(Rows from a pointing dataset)
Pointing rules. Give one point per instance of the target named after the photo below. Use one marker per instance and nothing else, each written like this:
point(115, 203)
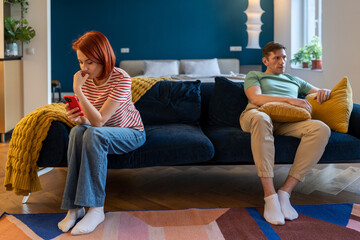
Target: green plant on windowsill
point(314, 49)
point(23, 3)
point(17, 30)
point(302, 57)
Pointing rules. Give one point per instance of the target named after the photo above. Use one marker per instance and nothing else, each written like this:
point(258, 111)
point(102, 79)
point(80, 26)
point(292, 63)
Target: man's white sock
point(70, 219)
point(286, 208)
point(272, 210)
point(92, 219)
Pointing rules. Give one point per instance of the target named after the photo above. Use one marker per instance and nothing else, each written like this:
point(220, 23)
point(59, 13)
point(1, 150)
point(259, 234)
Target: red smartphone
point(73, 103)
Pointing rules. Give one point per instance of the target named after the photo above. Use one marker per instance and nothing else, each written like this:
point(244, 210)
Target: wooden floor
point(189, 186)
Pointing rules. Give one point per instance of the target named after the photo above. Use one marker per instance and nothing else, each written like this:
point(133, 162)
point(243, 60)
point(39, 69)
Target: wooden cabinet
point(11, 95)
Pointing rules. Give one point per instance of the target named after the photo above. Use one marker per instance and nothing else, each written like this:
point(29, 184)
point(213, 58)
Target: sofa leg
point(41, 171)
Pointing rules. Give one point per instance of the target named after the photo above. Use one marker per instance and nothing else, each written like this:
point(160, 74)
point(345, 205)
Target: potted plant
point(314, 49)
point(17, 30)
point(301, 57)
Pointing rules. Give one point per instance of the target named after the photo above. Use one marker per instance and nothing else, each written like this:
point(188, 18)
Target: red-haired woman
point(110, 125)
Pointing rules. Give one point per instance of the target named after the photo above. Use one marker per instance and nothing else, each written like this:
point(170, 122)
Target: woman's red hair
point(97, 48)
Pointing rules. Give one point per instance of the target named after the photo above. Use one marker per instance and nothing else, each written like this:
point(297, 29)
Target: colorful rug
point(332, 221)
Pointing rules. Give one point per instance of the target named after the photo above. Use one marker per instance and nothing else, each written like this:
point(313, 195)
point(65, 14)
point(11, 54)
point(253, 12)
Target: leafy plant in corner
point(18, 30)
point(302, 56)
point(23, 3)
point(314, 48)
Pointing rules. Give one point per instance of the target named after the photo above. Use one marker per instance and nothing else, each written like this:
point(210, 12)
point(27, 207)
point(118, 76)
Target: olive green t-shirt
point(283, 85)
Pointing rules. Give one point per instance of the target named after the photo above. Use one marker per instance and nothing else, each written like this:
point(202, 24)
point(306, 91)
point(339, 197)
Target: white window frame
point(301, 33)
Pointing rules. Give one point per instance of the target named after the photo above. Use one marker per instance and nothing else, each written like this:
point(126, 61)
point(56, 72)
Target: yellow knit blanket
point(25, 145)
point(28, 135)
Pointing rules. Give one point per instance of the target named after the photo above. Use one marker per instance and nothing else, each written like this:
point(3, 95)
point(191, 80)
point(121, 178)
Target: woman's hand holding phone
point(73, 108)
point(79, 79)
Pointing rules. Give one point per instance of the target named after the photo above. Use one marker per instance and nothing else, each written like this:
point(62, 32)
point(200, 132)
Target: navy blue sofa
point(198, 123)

What to produce
Convert all of the material above into a JSON list of strings, one string per line, skipping blank lines and leaving out the pictures.

Response for this exercise
[
  "Pointing rules. Give one point per instance of the target named after the photo below. Use one marker per instance and nothing else, each written like this:",
  "point(115, 203)",
  "Target: green plant on windowsill",
  "point(314, 49)",
  "point(23, 3)",
  "point(17, 30)",
  "point(302, 57)",
  "Pointing rules. Give one point per instance of the target named after the photo above. Use one marker per instance and nothing else, each written like this:",
  "point(258, 111)",
  "point(102, 79)",
  "point(80, 26)",
  "point(292, 63)",
  "Target: man's white sock",
  "point(70, 219)",
  "point(286, 208)",
  "point(272, 210)",
  "point(92, 219)",
  "Pointing rules. Give one point per instance of the target named after the photo above. Use one marker per instance and nothing else, each written like this:",
  "point(220, 23)",
  "point(59, 13)",
  "point(1, 150)",
  "point(259, 234)",
  "Target: red smartphone",
  "point(73, 103)",
  "Pointing rules. Give one point per instance of the target named after the photo above. Use one marker per instance and nothing else, each written like this:",
  "point(244, 210)",
  "Target: wooden floor",
  "point(189, 186)",
  "Pointing rules. Give one point per instance of the target named after the photo above. Use one marker per instance and nothing else, each written like this:",
  "point(133, 162)",
  "point(243, 60)",
  "point(39, 69)",
  "Target: wooden cabinet",
  "point(11, 95)",
  "Pointing rules. Give one point per instance of the target named after the photo above. Use one marker per instance and nothing else, each written like this:",
  "point(29, 184)",
  "point(213, 58)",
  "Target: sofa leg",
  "point(41, 171)",
  "Pointing rules. Give one point per instance of the target named after the photo above. Use one marker per instance and nothing else, each written like this:",
  "point(160, 74)",
  "point(345, 205)",
  "Target: potted plant",
  "point(314, 49)",
  "point(17, 30)",
  "point(301, 57)",
  "Pointing rules. Give one point per instance of the target named after the photo above. Use one marker per instance and nothing else, each written like this:",
  "point(188, 18)",
  "Target: red-haired woman",
  "point(110, 125)",
  "Pointing rules. Give one point per instance of the target named after the photo above. Use one marker per instance and nothing else, each written like this:",
  "point(170, 122)",
  "Target: woman's red hair",
  "point(97, 48)",
  "Pointing rules. Give one point per instance of the target named after the photo above. Use one marker per instance and nothing else, each written like this:",
  "point(297, 29)",
  "Target: colorful rug",
  "point(332, 221)",
  "Pointing rules. Give one point per instance of the target named after the photo above. Use one marker per instance and nothing else, each written like this:",
  "point(313, 195)",
  "point(65, 14)",
  "point(11, 54)",
  "point(253, 12)",
  "Target: leafy plant in corner",
  "point(18, 30)",
  "point(302, 56)",
  "point(23, 3)",
  "point(314, 48)",
  "Pointing rules. Give one point per instance of the target named after the photo above. Use one marker per instance and nothing else, each written like this:",
  "point(210, 12)",
  "point(27, 207)",
  "point(118, 76)",
  "Target: olive green t-shirt",
  "point(283, 85)",
  "Pointing rules. Give one point per instance of the target named after the photo above. Use one marker per instance and nothing else, each written like this:",
  "point(202, 24)",
  "point(306, 91)",
  "point(339, 197)",
  "Target: white window frame",
  "point(301, 33)",
  "Pointing rules. Give one point per instance of the target named after the photo above. Use one marker per instance and nothing else, each written like this:",
  "point(126, 61)",
  "point(56, 72)",
  "Target: yellow knit blanket",
  "point(25, 145)",
  "point(28, 135)",
  "Pointing rules. Give one point per instance of the target named after the photo above. Use one marker per instance and nothing else, each written like this:",
  "point(3, 95)",
  "point(191, 80)",
  "point(121, 178)",
  "Target: woman's hand holding phone",
  "point(73, 108)",
  "point(79, 79)",
  "Pointing rules. Give one point per instance of the target named after the photo above. Use one marker per instance and nothing else, each written like this:",
  "point(62, 32)",
  "point(200, 132)",
  "Target: navy blue sofa",
  "point(198, 123)"
]